Top of Data supplied
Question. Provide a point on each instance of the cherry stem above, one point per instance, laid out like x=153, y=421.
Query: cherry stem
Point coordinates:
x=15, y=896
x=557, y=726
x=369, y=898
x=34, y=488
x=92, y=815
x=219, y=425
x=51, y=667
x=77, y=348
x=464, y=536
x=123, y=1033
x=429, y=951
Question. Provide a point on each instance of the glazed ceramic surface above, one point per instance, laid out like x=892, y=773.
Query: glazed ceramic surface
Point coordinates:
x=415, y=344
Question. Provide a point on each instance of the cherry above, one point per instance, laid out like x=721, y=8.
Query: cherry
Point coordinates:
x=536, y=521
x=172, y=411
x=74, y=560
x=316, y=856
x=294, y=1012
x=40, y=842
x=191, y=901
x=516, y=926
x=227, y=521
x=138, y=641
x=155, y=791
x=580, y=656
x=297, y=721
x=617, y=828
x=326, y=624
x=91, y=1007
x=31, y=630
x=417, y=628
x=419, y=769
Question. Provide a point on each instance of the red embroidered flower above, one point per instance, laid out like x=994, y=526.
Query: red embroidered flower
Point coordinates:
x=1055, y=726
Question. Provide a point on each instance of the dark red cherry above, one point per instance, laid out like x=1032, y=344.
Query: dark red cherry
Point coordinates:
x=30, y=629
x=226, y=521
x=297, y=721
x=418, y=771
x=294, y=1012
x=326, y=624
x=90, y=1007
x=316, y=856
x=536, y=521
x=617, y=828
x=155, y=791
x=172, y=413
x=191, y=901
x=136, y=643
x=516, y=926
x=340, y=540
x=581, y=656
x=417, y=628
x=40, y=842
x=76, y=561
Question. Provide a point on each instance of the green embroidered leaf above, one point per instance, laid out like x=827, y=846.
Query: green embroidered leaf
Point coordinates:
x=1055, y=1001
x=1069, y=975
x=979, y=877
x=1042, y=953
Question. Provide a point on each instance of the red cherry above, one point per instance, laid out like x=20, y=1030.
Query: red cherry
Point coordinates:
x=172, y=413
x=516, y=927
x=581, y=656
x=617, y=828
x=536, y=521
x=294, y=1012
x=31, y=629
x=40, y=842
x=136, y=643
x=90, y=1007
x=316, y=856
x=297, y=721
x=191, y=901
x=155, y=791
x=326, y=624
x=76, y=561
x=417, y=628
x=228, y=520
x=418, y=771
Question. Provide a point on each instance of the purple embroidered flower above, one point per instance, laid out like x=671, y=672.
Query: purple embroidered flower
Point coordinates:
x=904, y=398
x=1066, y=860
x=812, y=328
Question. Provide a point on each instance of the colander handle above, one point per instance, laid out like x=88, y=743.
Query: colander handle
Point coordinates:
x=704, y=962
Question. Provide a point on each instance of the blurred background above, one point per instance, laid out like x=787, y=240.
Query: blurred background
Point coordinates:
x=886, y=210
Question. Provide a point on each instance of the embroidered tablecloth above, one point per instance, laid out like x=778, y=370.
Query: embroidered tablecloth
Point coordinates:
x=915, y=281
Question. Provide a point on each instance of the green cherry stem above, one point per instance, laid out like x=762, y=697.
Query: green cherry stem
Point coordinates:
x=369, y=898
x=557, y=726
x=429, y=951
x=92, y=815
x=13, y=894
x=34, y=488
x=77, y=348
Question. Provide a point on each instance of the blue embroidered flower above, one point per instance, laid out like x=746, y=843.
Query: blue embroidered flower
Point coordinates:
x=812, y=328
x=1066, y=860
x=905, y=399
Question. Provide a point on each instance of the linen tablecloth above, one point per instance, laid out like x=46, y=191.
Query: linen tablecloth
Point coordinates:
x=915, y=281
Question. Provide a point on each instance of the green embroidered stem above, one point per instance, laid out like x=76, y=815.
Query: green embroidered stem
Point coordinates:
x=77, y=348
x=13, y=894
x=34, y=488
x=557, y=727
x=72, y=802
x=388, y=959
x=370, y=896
Bottom of Data supplied
Task requirements: Retype all of the entries exactly, please.

Solution:
Question. Provide a point on each instance of the cherry stem above, one point per instance, laid out like x=153, y=421.
Query: cherry stem
Point coordinates:
x=15, y=896
x=557, y=726
x=369, y=898
x=34, y=488
x=92, y=815
x=219, y=425
x=51, y=667
x=77, y=348
x=464, y=536
x=123, y=1033
x=429, y=951
Question. Provide a point on each instance of the glazed ceramic surface above, one point per instance, laid out like x=892, y=773.
Query: glazed ceramic surface
Point coordinates:
x=415, y=344
Question. Provide a point on each instance of the cherry above, one point per instance, laid out like x=721, y=8.
Query: cherry
Point coordinates:
x=536, y=521
x=172, y=411
x=74, y=560
x=316, y=856
x=294, y=1012
x=40, y=842
x=191, y=901
x=516, y=926
x=227, y=521
x=138, y=641
x=155, y=791
x=580, y=656
x=297, y=721
x=617, y=828
x=326, y=624
x=91, y=1007
x=31, y=630
x=417, y=628
x=419, y=769
Question. Provide a point on each instance of the red embroidered flower above, one point per instance, laid out like x=994, y=526.
Query: red embroidered flower
Point coordinates:
x=1055, y=726
Question. Provide a point on each instance of the dark red cherry above, one point per instance, laid out like x=1032, y=344.
Query: dark red cherry
Point coordinates:
x=30, y=629
x=226, y=521
x=297, y=721
x=418, y=771
x=294, y=1012
x=326, y=624
x=90, y=1007
x=316, y=856
x=536, y=521
x=617, y=828
x=155, y=791
x=172, y=413
x=191, y=901
x=136, y=643
x=516, y=926
x=340, y=540
x=581, y=656
x=417, y=628
x=40, y=842
x=76, y=561
Question. Provide a point on each instance of the green embroidered leaf above, one point per instance, laid out like x=827, y=846.
Query: green embroidered leaf
Point coordinates:
x=1055, y=1001
x=1069, y=975
x=979, y=877
x=1042, y=953
Question. Provide a point on each instance of the red cherry above, one point per instance, laid out like x=20, y=1030.
Query: red cherry
Point coordinates:
x=172, y=413
x=516, y=927
x=581, y=656
x=617, y=828
x=536, y=521
x=294, y=1012
x=31, y=629
x=40, y=842
x=136, y=643
x=90, y=1007
x=316, y=856
x=297, y=721
x=191, y=901
x=155, y=791
x=326, y=624
x=76, y=561
x=417, y=628
x=228, y=520
x=418, y=771
Question. Provide a point on each instance of the purple embroidered flower above, one point per instance, laid out like x=671, y=672.
Query: purple embroidered flower
Point coordinates:
x=904, y=398
x=1066, y=860
x=812, y=328
Question. Provide a point on each instance of the colander handle above, one point per instance, laid out like x=88, y=743.
Query: colander handle
Point coordinates:
x=704, y=962
Question. Provide a point on each instance of the blurred background above, one point per instance, laid out like x=787, y=240.
Query: blurred background
Point coordinates:
x=886, y=210
Question. Provide a point on each instance of the embroidered tablecloth above, one point per instance, laid out like x=778, y=370.
Query: embroidered tablecloth
Point coordinates:
x=915, y=281
Question. Provide a point on each instance of the green cherry stem above, one point per instance, laid out like x=762, y=697.
Query: green cherry stem
Point coordinates:
x=369, y=898
x=557, y=726
x=429, y=951
x=92, y=815
x=13, y=894
x=34, y=488
x=77, y=348
Question. Provide a point on each instance of the blue embroidered flower above, one point per instance, laid out like x=746, y=843.
Query: blue embroidered flower
Point coordinates:
x=812, y=328
x=1066, y=860
x=905, y=399
Question. Provide a point on each instance of the linen tablecloth above, one point per instance, laid out like x=46, y=191.
Query: linen tablecloth
Point coordinates:
x=915, y=281
Question. Provide a point on each instance of the green embroidered stem above, one point per instance, laid out like x=76, y=815.
Query: green embroidered stem
Point coordinates:
x=77, y=348
x=13, y=894
x=34, y=488
x=557, y=727
x=72, y=802
x=388, y=959
x=370, y=896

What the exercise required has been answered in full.